Stated task
Select every line in the listing below that contains the word "plant", and copy each one out in full.

____

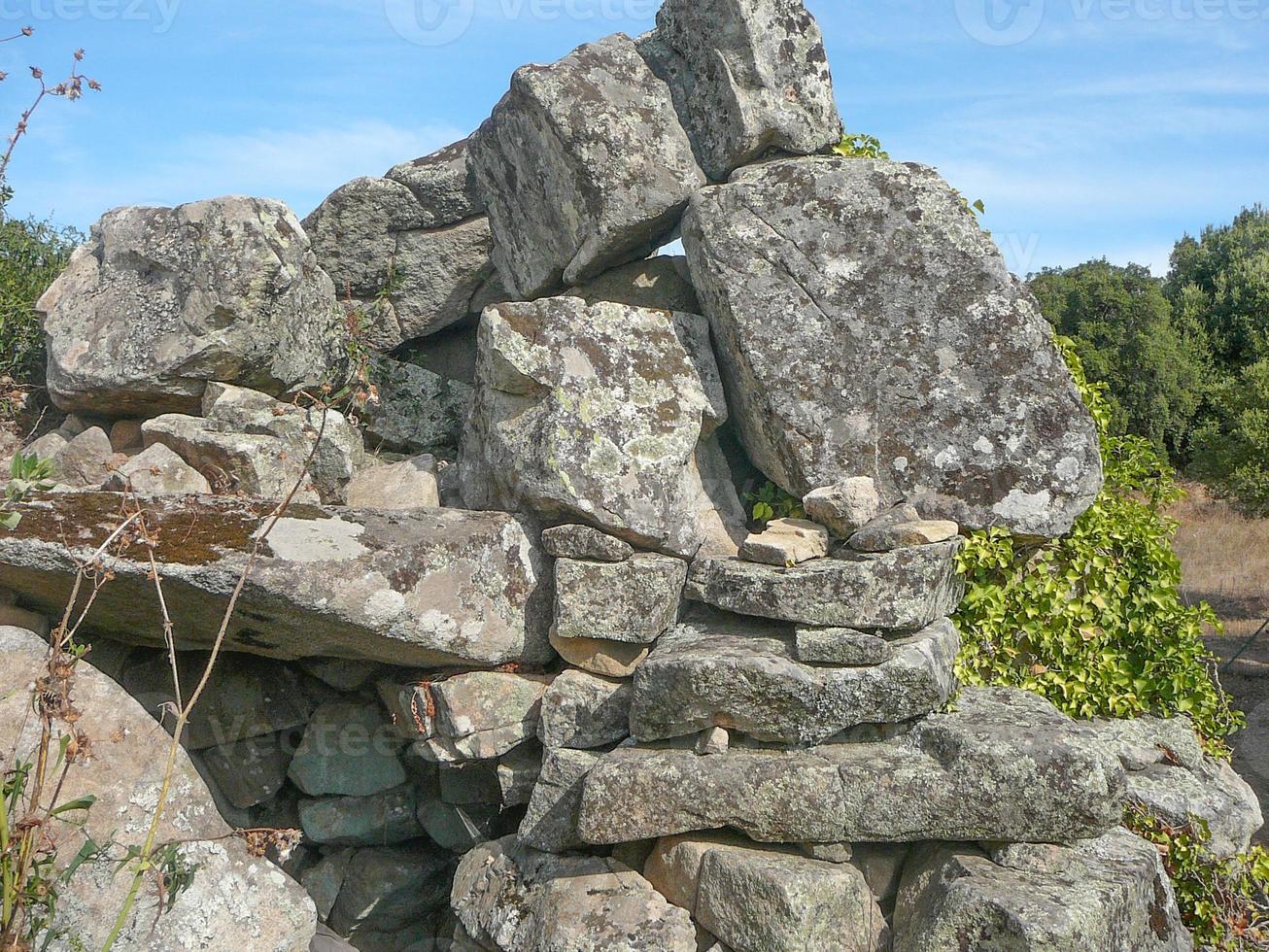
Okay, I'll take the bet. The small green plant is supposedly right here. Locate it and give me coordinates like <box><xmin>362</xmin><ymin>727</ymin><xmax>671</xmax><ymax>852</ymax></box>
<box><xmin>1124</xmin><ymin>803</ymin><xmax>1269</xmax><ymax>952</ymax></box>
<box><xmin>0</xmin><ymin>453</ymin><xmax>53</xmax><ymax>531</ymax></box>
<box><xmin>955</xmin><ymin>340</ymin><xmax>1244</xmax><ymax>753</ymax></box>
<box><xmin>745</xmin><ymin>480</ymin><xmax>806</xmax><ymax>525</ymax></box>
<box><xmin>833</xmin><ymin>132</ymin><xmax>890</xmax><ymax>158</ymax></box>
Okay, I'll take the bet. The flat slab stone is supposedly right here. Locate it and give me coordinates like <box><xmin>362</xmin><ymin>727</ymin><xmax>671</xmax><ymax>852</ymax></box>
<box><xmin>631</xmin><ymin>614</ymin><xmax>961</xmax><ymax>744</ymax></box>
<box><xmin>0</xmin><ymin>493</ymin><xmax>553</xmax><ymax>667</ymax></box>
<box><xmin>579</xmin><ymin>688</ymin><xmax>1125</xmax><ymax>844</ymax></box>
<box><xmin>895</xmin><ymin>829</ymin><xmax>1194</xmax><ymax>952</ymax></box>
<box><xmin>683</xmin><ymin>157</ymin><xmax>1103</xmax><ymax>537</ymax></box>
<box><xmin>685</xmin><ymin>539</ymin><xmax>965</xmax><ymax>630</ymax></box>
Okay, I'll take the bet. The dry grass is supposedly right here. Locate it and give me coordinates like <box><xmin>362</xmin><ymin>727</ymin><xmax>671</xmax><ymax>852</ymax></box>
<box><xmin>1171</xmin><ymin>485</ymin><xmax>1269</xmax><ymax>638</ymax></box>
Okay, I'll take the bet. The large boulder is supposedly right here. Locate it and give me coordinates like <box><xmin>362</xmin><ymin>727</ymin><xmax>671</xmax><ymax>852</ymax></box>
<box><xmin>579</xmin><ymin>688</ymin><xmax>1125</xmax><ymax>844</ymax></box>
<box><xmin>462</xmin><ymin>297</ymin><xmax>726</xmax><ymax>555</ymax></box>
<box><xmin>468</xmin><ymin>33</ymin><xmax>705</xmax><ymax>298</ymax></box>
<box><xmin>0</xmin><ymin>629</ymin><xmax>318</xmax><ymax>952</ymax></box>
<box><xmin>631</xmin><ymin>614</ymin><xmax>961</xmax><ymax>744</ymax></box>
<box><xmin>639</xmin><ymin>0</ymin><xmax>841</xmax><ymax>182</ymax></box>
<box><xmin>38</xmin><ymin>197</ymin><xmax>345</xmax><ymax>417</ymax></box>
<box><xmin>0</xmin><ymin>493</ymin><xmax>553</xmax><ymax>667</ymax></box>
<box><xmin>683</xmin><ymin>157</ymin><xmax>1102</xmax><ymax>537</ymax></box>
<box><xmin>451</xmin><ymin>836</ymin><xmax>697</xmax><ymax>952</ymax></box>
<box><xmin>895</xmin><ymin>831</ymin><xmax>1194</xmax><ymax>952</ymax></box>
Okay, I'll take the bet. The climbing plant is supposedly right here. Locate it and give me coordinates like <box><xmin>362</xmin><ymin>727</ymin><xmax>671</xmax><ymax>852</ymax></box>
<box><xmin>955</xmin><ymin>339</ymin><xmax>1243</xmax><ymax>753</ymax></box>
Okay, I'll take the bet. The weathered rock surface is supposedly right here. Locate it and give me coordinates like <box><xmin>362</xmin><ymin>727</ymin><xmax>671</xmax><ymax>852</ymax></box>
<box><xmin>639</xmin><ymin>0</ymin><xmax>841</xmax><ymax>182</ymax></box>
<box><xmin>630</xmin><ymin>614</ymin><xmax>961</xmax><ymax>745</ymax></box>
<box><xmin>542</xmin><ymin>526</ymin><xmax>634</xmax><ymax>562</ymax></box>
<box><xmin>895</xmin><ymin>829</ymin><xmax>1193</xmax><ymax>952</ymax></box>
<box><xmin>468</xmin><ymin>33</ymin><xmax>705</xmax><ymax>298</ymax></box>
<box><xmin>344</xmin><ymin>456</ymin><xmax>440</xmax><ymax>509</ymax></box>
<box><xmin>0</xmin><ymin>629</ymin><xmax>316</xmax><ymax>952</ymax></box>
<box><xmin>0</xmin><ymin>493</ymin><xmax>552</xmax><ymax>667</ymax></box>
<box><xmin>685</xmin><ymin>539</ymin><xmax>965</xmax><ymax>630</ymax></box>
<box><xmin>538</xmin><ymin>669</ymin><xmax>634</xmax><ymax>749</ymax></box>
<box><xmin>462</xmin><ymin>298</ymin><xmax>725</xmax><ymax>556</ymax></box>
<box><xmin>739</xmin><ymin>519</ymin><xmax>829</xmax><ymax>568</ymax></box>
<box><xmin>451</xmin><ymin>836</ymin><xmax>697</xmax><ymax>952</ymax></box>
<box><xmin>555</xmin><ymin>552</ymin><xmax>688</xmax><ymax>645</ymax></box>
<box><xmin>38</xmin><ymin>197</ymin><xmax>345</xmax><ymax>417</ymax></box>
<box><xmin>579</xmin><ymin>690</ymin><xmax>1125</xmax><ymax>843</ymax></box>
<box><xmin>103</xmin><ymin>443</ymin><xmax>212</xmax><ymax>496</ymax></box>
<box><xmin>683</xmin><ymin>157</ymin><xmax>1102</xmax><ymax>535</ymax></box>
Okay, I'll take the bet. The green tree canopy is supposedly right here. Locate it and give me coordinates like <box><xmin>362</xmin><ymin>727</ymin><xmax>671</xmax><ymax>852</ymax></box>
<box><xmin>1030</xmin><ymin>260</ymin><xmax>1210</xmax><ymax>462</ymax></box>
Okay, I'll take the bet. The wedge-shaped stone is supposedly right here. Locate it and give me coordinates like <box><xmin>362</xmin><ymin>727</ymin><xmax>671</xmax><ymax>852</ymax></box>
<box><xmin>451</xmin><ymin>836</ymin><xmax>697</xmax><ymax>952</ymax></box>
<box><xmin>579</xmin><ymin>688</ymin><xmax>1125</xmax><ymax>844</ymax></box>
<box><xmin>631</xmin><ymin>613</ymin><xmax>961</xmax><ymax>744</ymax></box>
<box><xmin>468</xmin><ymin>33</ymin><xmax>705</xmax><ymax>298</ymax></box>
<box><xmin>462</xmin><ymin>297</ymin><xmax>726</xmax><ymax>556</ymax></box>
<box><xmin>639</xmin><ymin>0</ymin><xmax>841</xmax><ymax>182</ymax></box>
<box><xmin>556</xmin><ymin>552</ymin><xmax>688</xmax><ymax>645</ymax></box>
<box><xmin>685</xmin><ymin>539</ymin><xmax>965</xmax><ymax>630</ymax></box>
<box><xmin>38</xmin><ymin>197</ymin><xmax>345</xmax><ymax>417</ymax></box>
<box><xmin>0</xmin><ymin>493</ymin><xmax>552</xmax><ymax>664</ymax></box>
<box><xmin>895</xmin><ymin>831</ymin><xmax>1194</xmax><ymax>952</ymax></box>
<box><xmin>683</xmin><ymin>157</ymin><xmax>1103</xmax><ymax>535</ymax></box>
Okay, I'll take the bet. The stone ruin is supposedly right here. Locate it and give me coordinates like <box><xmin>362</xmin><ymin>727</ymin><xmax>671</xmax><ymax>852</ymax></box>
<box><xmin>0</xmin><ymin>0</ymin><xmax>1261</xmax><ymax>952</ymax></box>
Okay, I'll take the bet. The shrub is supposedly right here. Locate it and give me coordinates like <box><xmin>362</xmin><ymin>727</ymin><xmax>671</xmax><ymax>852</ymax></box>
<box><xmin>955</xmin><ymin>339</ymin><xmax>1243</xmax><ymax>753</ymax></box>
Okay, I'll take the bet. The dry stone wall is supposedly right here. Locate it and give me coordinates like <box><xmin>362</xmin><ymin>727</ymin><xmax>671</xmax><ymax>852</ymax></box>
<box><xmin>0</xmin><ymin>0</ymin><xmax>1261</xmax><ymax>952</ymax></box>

____

The answer
Okay, I'll take the bet. The small green plant is supposedly right here. Locate it and give me coordinates like <box><xmin>362</xmin><ymin>727</ymin><xmax>671</xmax><ymax>852</ymax></box>
Okay, I'll take the bet. The climbing plant is supposedly right here. Locate it and give me coordinates like <box><xmin>362</xmin><ymin>727</ymin><xmax>671</xmax><ymax>852</ymax></box>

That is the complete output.